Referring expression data
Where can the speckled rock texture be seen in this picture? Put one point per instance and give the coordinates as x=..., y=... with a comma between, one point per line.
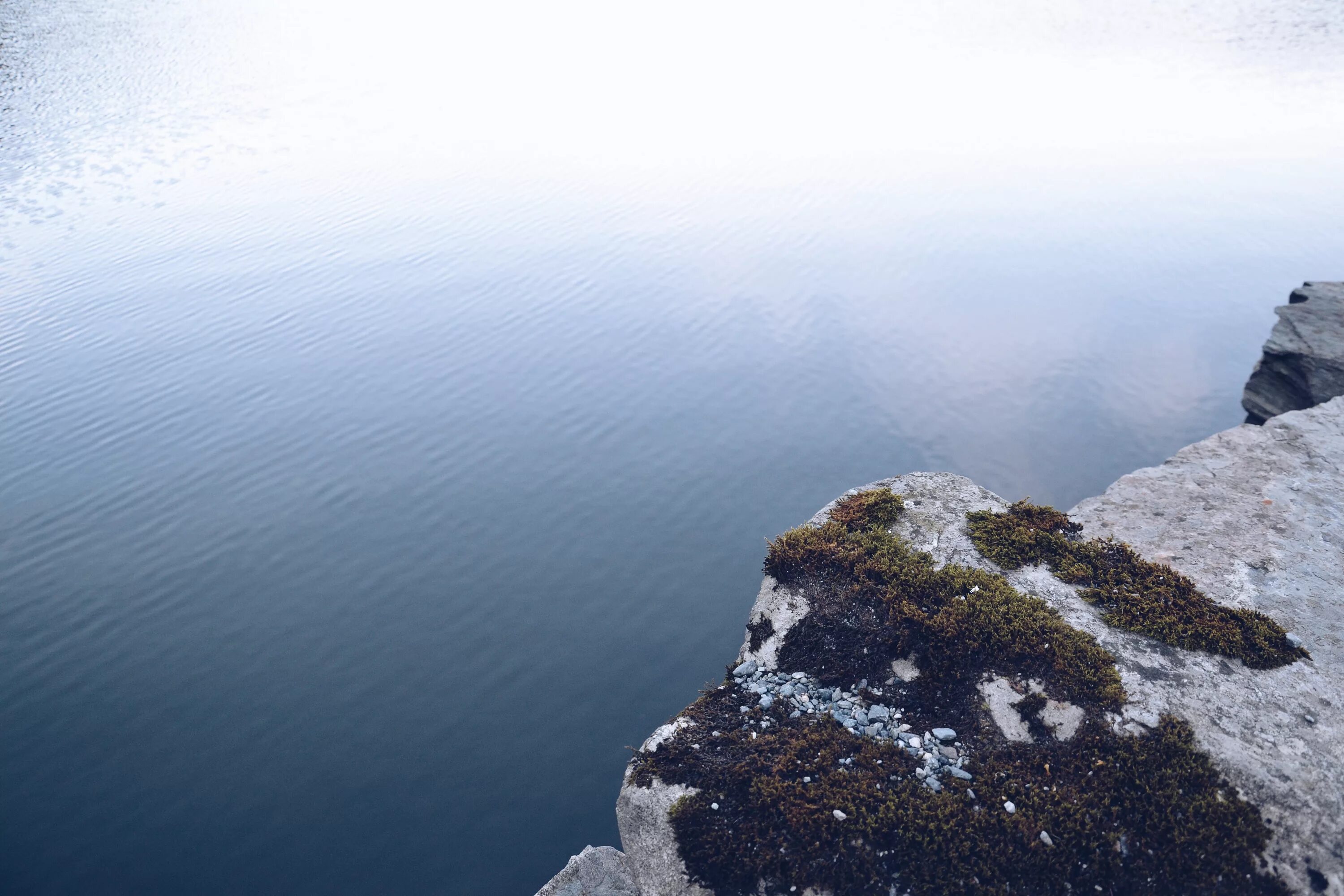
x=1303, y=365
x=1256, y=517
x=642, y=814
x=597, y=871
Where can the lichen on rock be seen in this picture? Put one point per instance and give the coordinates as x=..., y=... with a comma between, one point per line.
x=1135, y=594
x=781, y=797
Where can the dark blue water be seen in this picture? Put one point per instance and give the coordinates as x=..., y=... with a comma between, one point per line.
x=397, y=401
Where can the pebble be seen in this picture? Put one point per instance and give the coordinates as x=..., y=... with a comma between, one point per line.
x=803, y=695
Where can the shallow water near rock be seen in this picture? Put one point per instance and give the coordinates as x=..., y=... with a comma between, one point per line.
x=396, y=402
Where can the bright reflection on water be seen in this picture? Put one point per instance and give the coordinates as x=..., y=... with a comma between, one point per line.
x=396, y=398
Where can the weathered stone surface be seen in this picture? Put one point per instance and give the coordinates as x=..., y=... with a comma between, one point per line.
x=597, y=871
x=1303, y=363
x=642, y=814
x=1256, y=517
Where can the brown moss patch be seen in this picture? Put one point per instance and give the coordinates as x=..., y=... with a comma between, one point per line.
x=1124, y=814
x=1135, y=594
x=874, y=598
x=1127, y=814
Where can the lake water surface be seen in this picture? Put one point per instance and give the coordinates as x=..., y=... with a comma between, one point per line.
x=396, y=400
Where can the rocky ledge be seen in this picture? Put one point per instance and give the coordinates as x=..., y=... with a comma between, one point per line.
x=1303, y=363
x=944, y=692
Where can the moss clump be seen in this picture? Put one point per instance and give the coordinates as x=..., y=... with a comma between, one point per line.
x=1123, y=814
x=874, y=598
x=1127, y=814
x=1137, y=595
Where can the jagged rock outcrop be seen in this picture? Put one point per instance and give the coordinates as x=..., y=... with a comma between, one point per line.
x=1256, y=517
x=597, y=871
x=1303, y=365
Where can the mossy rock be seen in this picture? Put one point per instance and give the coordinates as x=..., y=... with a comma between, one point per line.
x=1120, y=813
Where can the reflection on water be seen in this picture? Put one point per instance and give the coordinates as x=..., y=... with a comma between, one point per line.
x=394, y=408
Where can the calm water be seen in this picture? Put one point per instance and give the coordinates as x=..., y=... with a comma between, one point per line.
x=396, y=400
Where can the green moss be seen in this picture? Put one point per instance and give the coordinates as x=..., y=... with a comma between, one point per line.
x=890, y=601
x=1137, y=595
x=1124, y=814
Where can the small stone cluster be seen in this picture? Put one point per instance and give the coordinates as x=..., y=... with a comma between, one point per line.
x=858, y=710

* **Task to complete**
With the pictures removed, return the data above word for word.

* **Answer for the task**
Where can the speckled rock texture be seen in this picture? Put one point per instance and give the coordinates as x=..., y=... with a comma between, one point per line.
x=1303, y=365
x=1256, y=517
x=642, y=814
x=597, y=871
Where can the lichen on rock be seen in this picture? Put one point per instance and give the coordinates as x=..., y=... with a comma between, one point per line.
x=1135, y=594
x=781, y=797
Where can the dark blue water be seen in this picture? Put one point per instance and give the coordinates as x=..., y=... with a comma between, one point per line.
x=397, y=401
Where can the pebble be seen in this picture? Put one point per instance and give the coordinates as x=..., y=... with a comma between, one point per line.
x=803, y=695
Where can the shallow water near rock be seen in this picture? Put one point per instance and give the coordinates as x=..., y=... with a comma between, one point per line.
x=396, y=402
Where can the bright reflection on water be seen in this picture? Put one point per instance and give the coordinates as x=..., y=... with a comma between, one point per line.
x=396, y=398
Where can the weathered stone surface be seen in this picture? Put one point per instance and give the coordinates as x=..., y=... with a comma between, one point per line.
x=597, y=871
x=1303, y=363
x=642, y=814
x=1256, y=517
Where can the brown moss patch be seen in this picture? Put one point per instance and give the coordinates as x=..., y=... with a comma between, one point per line.
x=1124, y=814
x=1135, y=594
x=874, y=598
x=1127, y=814
Where can the lake water surface be seen in this picture? Put one point per instance and give the coordinates as x=..., y=... with a comma between, one point per line.
x=396, y=400
Where can the rocky ledge be seen in this picture? Put one point per instance and give the coordinates as x=..., y=... with a comma between, one point per line.
x=1303, y=363
x=944, y=692
Where can the moss clump be seen in this picture? Put one point per instance and give the coordinates as x=..., y=... with a comma between, one point per line.
x=1123, y=814
x=874, y=598
x=1127, y=814
x=1137, y=595
Where can the jagged rock outcrop be seen in this picture? Put one point per instance and give the coordinates as x=..., y=... with a comma between, one point per line.
x=1256, y=517
x=597, y=871
x=1303, y=365
Where can the mossy rock be seen in this picture? Put one point per instance and give the coordinates as x=..., y=... with a comma between, one point per line.
x=1120, y=813
Where can the reflection on water be seen in this picture? Put one point per instance and give the coordinates as x=..., y=... with a comma between, one point per line.
x=394, y=408
Where can the calm water be seen in this picture? Put one point per instance and give the coordinates as x=..., y=... with a comma between, one point per line.
x=396, y=400
Where can the green moss be seen in this picture? Put one point per instance and give the coordinates as x=..., y=... with a comma between, one point per line.
x=890, y=601
x=1137, y=595
x=1124, y=814
Where can the small stone cluster be seen in this picture? Put one point per instance and give the coordinates as x=..., y=... with a comma between, one point per line.
x=858, y=710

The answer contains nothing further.